> [TEXT SEGMENT]
Saturday, January 31, 2009

The Mighty Murray River









The Murray River is our largest river. It's 2,575 kilometres long and starts in the alps, forms the border between New South Wales and Victoria, then heads south into South Australia and ends at the mouth, Lake Alexandrina.

It's been 48 degrees on the Murray River at Echuca and Moama for 3 days and another 44 day is forecast tomorrow. It actually went up to 49 on the Jeep temperature gauge this afternoon but dropped to 48 before I could get the camera out. One side of the river is the big town of Moama in the state of New South Wales and across the river is the town of Echuca in Victoria.

The Mighty Murray isn't mighty anymore, it's dying a slow death. Introduced European Carp are the scourge of the Murray, they are like vacuum cleaners, bottom feeders who suck up everything in their path and blow out what they don't need and in the process make the water muddy. They cause bank erosion, uproot vegetation and destroy the breeding habits of native fish because they eat their eggs. It is estimated that over 90 per cent of the fish now in the Murray-Darling basin are carp and have been declared a pest fish.

> [SET TASK 1] Summarize the Murray River text above in two sentences.

> [DATA]
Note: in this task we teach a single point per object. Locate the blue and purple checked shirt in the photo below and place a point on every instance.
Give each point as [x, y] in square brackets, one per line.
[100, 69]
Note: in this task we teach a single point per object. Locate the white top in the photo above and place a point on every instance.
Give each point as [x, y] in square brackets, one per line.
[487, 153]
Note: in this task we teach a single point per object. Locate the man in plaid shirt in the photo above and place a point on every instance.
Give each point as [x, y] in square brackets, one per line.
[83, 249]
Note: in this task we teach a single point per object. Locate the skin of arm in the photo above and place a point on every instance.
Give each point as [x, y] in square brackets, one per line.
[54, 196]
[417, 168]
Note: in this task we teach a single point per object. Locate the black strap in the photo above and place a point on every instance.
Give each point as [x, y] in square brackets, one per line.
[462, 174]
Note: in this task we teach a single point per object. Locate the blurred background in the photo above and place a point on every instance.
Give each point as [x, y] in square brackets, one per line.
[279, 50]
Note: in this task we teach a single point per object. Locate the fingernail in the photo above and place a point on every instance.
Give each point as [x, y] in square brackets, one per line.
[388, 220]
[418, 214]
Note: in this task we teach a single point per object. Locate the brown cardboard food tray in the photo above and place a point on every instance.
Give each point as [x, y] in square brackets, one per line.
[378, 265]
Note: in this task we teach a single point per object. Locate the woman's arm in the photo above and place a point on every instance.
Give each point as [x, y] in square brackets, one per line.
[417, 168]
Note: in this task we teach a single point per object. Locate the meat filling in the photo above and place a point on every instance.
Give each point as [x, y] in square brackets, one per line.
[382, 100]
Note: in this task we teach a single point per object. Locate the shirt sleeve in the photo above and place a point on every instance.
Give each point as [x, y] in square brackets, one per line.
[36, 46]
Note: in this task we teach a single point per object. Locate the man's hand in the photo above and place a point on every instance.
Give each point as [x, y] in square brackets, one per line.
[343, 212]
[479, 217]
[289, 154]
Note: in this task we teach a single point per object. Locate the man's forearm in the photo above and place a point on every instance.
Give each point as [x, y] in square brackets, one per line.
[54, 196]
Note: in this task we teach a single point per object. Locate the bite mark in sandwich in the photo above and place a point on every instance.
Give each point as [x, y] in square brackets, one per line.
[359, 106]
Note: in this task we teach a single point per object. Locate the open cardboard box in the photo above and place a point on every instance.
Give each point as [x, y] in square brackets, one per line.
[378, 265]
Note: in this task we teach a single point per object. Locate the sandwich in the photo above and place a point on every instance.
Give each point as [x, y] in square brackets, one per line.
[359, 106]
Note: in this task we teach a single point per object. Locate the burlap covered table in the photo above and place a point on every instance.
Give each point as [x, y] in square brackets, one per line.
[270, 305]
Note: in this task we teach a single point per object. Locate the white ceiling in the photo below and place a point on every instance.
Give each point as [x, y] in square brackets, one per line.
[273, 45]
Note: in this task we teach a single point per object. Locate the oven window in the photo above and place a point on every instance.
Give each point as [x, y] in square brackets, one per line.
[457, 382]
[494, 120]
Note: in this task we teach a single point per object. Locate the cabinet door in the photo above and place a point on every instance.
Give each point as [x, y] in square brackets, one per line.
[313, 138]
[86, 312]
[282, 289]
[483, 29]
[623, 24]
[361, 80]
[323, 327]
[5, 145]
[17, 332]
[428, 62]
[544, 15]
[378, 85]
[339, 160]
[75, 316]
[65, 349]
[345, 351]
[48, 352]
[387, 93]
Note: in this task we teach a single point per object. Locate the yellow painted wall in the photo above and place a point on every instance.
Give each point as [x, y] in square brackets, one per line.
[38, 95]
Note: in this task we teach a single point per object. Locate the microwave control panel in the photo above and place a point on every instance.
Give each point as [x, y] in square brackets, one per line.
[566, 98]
...
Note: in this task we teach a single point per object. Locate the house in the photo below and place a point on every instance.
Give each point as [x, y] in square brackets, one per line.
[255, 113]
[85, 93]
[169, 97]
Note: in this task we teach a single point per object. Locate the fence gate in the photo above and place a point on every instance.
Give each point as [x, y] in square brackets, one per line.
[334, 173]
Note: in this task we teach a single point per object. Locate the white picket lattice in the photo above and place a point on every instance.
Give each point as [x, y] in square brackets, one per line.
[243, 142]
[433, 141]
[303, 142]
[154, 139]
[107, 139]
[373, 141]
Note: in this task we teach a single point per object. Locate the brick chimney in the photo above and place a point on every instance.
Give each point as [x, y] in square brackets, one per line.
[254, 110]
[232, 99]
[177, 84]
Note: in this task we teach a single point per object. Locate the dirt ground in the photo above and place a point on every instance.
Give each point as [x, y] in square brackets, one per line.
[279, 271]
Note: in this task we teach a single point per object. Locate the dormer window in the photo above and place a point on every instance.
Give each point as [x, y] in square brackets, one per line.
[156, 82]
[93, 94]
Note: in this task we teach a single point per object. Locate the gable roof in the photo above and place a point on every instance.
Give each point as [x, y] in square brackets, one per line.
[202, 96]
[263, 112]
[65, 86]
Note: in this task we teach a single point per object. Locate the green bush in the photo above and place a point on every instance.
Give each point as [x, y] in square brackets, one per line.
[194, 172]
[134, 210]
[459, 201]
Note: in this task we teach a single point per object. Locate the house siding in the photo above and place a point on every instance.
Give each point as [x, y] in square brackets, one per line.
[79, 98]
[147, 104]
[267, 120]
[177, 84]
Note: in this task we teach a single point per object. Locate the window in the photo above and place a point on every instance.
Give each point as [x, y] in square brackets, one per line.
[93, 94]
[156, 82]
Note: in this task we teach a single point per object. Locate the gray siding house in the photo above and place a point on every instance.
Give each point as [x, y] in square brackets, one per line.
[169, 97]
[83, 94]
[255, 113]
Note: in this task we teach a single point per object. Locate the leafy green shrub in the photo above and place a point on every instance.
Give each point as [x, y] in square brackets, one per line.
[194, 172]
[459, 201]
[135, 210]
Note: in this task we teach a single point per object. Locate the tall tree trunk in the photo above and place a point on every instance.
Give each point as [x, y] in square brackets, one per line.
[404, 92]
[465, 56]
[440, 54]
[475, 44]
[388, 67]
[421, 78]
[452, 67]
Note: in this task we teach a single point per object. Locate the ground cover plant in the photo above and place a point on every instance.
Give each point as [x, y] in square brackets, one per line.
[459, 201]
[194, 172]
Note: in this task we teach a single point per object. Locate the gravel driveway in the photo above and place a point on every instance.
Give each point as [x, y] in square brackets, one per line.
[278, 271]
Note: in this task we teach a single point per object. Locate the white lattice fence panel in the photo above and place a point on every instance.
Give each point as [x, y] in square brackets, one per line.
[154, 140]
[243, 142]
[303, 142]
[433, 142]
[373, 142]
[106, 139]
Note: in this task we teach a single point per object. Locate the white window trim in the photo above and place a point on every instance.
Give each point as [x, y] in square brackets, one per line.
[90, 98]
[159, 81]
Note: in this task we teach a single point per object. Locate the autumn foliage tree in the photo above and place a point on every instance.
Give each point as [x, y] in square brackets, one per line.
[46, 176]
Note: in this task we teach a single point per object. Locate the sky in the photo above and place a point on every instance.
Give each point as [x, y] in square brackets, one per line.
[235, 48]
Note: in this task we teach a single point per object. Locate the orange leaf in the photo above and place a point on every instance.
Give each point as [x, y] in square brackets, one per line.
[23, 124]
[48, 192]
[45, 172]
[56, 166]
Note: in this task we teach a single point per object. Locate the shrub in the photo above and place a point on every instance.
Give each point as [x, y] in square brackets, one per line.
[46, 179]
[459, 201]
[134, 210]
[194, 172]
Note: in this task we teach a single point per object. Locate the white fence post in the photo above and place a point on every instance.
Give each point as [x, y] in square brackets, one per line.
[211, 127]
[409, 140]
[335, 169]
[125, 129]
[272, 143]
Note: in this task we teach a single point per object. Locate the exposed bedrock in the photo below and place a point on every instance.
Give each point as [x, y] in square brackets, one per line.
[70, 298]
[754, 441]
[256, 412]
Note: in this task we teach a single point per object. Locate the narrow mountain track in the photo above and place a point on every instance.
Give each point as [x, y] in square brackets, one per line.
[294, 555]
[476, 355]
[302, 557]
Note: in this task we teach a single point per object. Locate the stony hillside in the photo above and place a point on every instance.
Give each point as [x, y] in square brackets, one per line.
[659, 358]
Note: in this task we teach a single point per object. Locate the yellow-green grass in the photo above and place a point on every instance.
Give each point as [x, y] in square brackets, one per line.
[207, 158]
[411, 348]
...
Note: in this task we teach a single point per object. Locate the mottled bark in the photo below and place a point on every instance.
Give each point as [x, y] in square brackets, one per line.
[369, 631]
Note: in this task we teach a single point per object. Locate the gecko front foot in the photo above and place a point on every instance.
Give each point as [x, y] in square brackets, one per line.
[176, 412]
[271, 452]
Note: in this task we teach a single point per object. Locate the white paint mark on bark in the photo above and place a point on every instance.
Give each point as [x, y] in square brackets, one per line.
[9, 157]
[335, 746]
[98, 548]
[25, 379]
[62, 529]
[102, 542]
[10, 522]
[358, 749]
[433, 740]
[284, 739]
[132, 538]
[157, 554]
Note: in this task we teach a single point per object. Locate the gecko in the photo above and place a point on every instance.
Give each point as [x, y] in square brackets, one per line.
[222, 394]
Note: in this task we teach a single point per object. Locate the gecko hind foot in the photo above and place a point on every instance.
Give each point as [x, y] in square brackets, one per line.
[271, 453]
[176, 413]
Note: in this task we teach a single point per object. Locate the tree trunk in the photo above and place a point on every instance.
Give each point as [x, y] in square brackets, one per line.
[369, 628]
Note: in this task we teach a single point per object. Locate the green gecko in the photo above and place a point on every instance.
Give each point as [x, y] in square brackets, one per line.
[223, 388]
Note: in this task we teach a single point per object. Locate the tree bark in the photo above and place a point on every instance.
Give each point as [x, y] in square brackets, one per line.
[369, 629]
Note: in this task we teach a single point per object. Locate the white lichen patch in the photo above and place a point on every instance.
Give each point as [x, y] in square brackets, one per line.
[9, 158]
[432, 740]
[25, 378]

> [SET TASK 2] Report every line of the listing that contains the string "sandwich". Case counts.

> [TASK RESPONSE 1] The Murray River is 2,575 kilometers long and runs from the alps along the border between New South Wales and Victoria into South Australia, ending at Lake Alexandrina. It is dying a slow death because introduced European Carp, estimated at over 90 percent of the fish in the Murray-Darling basin, muddy the water, cause bank erosion, uproot vegetation and eat the eggs of native fish.

> [TASK RESPONSE 2]
Note: in this task we teach a single point per object. Locate the bite mark in sandwich in the photo above and place a point on every instance.
Note: in this task we teach a single point per object. Locate the sandwich in the photo above and place a point on every instance.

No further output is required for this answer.